▸ Document segment:
Would you like to see the figures for the Windows 95 advertising
budget? Remember the giant Windows 95 banner hanging from the CN
Tower? The entire run of a major London paper "sponsored by"
Microsoft? The fact that you couldn't look at the front page of any
major paper in the Western world on August 24th without seeing pictures
of people lining up to buy a dozen copies of Windows 95 at midnight?
(Funny how they never ran pictures of some 60% of those being returned
to the stores).
>If Sun's been doing it for years, shouldn't they be dictating
>the 'de facto' OS standard?
Problem is, for four years it was almost impossible to buy a PC without
DOS and Windows 3.x preloaded. Rather than charge hardware vendors on
a per-installation basis for their operating systems, like everyone
else did, Microsoft suckered most of them into a deal by which they got
all the DOS/Windows licenses free as long as they paid MS a cut of
every CPU they sent out the door. Suddenly it became very attractive
to bundle DOS/Windows for free, rather than ship a computer with some
other OS, pay the license fee for that, AND pay the slice to MS. (BTW,
in case you weren't paying attention, this deal was ruled
"anti-competitive" and struck down by the US Department of Justice and
the Supreme Court shortly before Windows 95 hit the shelves).

▸ Information given:
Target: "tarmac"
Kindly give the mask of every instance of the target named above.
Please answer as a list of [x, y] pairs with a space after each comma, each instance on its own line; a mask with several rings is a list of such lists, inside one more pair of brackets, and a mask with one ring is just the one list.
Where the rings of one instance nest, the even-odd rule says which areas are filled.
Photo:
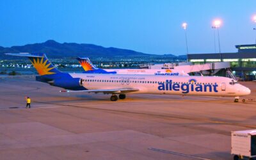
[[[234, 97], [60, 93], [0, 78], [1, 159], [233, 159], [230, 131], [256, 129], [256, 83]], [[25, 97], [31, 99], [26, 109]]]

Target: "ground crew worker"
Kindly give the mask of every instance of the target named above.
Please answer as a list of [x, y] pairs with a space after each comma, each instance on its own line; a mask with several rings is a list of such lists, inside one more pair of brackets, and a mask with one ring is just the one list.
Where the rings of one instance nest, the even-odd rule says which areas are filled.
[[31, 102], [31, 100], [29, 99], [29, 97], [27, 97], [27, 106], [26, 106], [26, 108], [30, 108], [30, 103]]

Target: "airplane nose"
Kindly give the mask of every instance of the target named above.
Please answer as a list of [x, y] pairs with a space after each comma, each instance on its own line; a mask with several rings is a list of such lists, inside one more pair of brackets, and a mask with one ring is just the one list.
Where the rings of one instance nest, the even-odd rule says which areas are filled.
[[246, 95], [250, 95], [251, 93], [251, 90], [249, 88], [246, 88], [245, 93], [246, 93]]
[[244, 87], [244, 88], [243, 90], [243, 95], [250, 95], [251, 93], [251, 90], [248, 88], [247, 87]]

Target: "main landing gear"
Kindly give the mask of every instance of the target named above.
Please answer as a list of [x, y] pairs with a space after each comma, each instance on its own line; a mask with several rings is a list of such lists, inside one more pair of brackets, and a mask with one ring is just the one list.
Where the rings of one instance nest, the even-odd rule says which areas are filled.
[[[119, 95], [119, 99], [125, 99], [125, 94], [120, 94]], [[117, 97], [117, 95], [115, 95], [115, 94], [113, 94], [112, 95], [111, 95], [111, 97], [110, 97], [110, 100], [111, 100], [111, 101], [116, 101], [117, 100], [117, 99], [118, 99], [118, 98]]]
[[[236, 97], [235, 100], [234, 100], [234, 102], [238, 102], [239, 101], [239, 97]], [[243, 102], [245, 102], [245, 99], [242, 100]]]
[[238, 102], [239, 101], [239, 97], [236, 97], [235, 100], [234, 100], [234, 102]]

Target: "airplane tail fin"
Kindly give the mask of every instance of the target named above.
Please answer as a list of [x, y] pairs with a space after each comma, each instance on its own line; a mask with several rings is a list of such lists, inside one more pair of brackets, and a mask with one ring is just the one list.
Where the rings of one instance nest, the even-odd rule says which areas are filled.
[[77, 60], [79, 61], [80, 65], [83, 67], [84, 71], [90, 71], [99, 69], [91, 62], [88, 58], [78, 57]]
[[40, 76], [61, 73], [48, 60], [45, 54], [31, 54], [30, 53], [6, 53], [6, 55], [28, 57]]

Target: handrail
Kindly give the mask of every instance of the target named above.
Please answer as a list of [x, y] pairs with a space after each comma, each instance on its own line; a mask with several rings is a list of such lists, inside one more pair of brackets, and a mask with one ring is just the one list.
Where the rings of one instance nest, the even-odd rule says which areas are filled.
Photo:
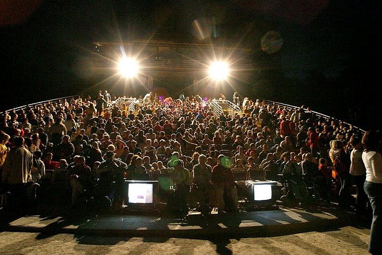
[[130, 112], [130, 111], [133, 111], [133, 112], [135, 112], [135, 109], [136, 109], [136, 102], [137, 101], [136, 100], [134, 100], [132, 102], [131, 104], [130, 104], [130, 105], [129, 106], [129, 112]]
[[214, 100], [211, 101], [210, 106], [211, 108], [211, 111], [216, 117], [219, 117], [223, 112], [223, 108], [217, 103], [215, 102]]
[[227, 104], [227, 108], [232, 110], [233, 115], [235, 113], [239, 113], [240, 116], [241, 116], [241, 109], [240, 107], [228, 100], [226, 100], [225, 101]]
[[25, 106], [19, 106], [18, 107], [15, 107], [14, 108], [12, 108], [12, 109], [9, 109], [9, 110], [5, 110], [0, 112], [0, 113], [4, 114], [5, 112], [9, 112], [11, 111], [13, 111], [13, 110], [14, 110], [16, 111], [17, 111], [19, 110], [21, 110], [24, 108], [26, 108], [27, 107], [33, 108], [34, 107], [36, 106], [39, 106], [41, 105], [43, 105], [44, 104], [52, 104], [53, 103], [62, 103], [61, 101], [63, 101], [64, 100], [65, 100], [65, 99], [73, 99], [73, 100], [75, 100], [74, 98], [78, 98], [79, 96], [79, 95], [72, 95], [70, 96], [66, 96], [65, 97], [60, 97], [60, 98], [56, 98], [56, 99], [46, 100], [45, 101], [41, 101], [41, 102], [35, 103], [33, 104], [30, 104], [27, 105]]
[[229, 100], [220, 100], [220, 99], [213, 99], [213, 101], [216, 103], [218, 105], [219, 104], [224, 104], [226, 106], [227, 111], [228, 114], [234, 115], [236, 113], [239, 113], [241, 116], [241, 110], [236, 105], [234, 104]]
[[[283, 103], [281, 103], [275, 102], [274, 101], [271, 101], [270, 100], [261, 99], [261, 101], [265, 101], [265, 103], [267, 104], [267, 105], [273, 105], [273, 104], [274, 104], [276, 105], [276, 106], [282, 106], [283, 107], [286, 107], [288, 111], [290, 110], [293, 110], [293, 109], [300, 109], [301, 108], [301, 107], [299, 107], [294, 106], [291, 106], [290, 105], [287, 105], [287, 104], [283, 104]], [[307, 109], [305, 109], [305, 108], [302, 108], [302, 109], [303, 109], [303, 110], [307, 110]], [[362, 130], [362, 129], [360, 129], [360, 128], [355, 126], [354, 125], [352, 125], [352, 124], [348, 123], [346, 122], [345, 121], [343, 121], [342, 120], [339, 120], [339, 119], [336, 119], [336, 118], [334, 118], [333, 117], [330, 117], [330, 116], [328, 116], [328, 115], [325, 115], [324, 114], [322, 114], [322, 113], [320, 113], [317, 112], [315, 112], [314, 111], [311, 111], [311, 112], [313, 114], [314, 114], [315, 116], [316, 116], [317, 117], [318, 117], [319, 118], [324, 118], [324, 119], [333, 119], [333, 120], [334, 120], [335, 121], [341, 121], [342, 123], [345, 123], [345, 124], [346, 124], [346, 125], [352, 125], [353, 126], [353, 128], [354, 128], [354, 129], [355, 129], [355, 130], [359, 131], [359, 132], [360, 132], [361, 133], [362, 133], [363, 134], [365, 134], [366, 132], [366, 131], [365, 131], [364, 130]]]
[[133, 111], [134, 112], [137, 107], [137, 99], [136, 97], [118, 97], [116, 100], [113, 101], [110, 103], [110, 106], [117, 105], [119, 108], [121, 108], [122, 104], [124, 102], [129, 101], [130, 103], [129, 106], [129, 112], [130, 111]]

▸ Directives:
1. In the passage on Windows 95 and Microsoft's licensing, what did hardware vendors have to pay Microsoft to get DOS/Windows licenses free?
2. Set down the passage on Windows 95 and Microsoft's licensing between "Would you like" and "facto' OS standard?", inclusive.
3. Carry the passage on Windows 95 and Microsoft's licensing forward beyond its last sentence.

▸ Task-by-task outputs:
1. A cut of every CPU they sent out the door.

2.
Would you like to see the figures for the Windows 95 advertising
budget? Remember the giant Windows 95 banner hanging from the CN
Tower? The entire run of a major London paper "sponsored by"
Microsoft? The fact that you couldn't look at the front page of any
major paper in the Western world on August 24th without seeing pictures
of people lining up to buy a dozen copies of Windows 95 at midnight?
(Funny how they never ran pictures of some 60% of those being returned
to the stores).
>If Sun's been doing it for years, shouldn't they be dictating
>the 'de facto' OS standard?

3.
When you turn on your PC and an operating system pops up, whether you
asked for it or not, and you don't know enough about computers to
change it... then that operating system becomes the 'de facto'
standard, regardless of how mediocre it is or how many more advanced
systems are available.
>Pioneering a technology is one thing. Developing it and bringing it
>successfully to market is another.
Advertising it is another matter altogether.
>It looks like developing and controlling the market in operating
>systems were IBM's, Sun's, Apple's, and Next's to lose. They did!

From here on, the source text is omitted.